▶ _Text shown_
What’s a supercomputer?
The definition of “supercomputer” is fluid—it just means a machine that’s among the world’s fastest. Not only is the world’s fastest machine always changing, but so is the architecture for creating a supersized computer.
“BIG IRON” supercomputers are the traditional supercomputers: custom-built machines housed in refrigerator-like boxes. They first emerged in the 1980s, produced by Cray, Inc. These custom supercomputers still lead the Top 500 list of the world’s fastest machines. Because they share information and data quickly between processors, they can tackle the most complex problems.
CLUSTERS connect tens, hundreds, and in some case thousands of off-the-shelf PCs. Software codes, typically written in LINUX, provide communication. These are sometimes called “PC farms,” or “Beowulf clusters,” after the first systems of this type. Clusters are a much cheaper way to boost computing power.
AN IN-HOUSE NETWORK is created when an organization connects its computers together, letting users borrow each others’ computing power. Such a system is a type of inhouse “grid” in analogy with the electrical grid, which shares a resource between many intermittent users. Many businesses, including pharmaceutical companies, digital animation studios and financial-investment firms, have networked employees’ desktop machines to create an in-house supercomputer, essentially for free
GRID COMPUTING uses unrelated computers to solve pieces of a giant calculation. Volunteers sign up over the Internet to donate their unused processing cycles. SETI@Home, the pioneer, is still scanning radio waves for signs of intelligent life. Other projects predict the effects of global warming (Climateprediction.net), look for prime numbers (Great Internet Mersenne Prime Search) or detect gravitational waves from spinning neutron stars (Einstein@Home), to name a few. Biology projects include Folding@Home, fightAIDS@Home, and the United Devices Cancer Research Project. CERN plans to use this architecture to store and analyze data from the Large Hadron Collider beginning in 2007.
Top of the FLOPS
The widely quoted Moore’s Law predicts that processing power will doubleevery 18 months. So far the trend, attributed to Intel cofounder Gordon Moore, has held true. Processors continually speed up and supercomputers combine them in ever larger numbers. Today’s fastest computers, including the Blue Gene machines, are at the teraflop scale—one trillion calculations every second.

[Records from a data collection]
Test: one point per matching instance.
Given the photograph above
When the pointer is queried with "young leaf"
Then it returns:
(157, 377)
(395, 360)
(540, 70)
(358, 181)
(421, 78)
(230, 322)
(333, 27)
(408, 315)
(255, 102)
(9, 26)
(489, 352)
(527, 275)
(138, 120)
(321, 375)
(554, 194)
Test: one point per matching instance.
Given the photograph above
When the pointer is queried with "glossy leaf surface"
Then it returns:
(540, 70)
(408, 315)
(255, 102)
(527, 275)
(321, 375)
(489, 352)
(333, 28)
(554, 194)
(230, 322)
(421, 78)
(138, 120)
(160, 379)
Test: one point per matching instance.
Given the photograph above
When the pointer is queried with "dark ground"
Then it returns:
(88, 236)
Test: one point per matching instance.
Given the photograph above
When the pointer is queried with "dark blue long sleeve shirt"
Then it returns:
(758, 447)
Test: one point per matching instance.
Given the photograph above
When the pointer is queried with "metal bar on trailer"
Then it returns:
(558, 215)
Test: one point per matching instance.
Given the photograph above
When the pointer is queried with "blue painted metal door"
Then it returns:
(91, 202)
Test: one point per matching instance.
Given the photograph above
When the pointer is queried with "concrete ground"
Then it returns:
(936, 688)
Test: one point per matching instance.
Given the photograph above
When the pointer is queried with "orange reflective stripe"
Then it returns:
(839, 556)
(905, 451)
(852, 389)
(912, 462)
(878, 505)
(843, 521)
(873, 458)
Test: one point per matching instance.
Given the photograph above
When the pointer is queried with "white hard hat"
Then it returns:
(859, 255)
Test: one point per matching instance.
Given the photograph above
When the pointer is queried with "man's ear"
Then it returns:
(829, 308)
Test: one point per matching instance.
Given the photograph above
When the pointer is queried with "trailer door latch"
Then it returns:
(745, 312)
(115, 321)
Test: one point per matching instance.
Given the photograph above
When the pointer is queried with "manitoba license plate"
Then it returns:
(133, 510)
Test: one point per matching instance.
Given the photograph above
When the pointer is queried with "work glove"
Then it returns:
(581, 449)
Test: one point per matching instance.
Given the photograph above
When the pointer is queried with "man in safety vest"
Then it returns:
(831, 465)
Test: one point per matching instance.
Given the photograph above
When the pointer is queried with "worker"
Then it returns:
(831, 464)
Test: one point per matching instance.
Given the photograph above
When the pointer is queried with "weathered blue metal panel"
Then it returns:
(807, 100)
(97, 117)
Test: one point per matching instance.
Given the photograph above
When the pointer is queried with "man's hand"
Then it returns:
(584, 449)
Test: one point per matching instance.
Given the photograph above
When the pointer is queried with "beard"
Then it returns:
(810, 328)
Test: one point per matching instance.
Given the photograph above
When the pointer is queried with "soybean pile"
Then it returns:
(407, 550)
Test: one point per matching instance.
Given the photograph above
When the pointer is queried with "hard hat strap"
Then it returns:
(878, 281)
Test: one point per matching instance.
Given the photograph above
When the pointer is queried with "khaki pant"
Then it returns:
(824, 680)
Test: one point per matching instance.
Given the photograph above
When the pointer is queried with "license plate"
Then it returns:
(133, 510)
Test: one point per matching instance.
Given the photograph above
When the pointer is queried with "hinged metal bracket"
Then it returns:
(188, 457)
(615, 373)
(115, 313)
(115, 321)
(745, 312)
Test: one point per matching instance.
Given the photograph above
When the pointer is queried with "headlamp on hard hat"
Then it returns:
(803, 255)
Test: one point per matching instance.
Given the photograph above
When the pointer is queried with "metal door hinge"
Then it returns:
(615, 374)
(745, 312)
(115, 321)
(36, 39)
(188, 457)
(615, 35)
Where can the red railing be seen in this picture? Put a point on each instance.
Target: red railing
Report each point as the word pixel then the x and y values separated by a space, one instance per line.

▶ _Parts of the exercise_
1. Reproduce the passage of the text on supercomputers from "What’s a supercomputer?" to "a supersized computer.".
2. Answer these questions from the text on supercomputers:
(a) Which company produced the "big iron" supercomputers that first emerged in the 1980s?
(b) What is SETI@Home scanning radio waves for?
(c) How many calculations per second does the teraflop scale mean?

▶ _Task-by-task answers_
1.
What’s a supercomputer?
The definition of “supercomputer” is fluid—it just means a machine that’s among the world’s fastest. Not only is the world’s fastest machine always changing, but so is the architecture for creating a supersized computer.

2.
(a) Cray, Inc.
(b) Signs of intelligent life.
(c) One trillion calculations every second.